▸ **Your task**
Pick out every line in the records below that contains the word "slope", and copy each one.
:::
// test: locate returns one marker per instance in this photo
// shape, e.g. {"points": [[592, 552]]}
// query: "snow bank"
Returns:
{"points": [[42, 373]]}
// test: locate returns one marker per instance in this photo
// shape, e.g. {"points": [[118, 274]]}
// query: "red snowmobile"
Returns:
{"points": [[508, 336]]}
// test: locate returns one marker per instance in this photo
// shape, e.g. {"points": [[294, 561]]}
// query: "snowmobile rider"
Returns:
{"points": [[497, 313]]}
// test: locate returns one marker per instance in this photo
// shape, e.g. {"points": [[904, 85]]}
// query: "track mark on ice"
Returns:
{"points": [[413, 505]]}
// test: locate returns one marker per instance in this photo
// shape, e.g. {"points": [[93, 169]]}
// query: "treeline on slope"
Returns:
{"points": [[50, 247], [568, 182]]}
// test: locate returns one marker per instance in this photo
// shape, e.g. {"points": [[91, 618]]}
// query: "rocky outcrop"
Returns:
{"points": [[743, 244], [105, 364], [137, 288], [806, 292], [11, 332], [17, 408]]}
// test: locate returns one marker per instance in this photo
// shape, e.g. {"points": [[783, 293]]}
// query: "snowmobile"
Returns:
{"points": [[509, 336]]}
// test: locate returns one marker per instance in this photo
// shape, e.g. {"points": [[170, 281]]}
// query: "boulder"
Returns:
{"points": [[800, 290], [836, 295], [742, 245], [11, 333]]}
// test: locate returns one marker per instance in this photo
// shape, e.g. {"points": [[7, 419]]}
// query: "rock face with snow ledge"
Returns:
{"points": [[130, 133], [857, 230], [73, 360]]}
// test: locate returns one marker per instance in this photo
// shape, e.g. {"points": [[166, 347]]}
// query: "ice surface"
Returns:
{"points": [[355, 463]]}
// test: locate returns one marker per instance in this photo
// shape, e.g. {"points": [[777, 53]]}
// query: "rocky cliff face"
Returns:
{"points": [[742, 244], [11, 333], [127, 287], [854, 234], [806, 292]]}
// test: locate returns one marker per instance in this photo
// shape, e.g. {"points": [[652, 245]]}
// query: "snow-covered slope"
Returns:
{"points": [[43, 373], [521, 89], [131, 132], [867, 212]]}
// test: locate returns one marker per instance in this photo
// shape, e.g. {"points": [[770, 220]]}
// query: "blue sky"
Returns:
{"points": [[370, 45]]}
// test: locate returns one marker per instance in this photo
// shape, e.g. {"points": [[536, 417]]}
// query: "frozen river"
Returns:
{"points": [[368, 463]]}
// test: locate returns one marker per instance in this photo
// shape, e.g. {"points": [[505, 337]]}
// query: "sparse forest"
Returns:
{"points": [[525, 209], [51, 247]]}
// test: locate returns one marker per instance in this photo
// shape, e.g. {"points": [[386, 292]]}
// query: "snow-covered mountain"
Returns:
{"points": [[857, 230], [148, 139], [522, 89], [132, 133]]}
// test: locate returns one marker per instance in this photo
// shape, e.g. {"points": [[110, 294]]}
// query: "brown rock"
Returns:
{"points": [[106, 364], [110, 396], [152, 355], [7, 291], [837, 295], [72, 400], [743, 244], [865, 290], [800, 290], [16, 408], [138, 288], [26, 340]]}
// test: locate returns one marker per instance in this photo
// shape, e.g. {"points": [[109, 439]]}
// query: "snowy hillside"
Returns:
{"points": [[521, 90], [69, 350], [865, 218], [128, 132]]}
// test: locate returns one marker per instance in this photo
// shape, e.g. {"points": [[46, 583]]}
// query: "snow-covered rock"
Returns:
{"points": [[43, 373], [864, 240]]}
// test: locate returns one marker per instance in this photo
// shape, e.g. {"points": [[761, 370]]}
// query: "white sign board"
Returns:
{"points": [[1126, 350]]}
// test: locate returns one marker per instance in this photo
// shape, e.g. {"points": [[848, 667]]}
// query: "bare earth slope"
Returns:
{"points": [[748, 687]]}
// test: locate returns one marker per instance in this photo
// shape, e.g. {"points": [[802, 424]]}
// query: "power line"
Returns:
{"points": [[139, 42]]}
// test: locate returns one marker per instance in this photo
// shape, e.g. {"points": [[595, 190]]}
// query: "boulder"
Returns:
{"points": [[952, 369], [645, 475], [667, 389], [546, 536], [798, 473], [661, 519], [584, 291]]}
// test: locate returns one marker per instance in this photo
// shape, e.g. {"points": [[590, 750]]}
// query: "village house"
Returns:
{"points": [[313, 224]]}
:::
▸ **Solution**
// query: "treeline on slope"
// query: "snow-covered slope"
// query: "bare earth slope"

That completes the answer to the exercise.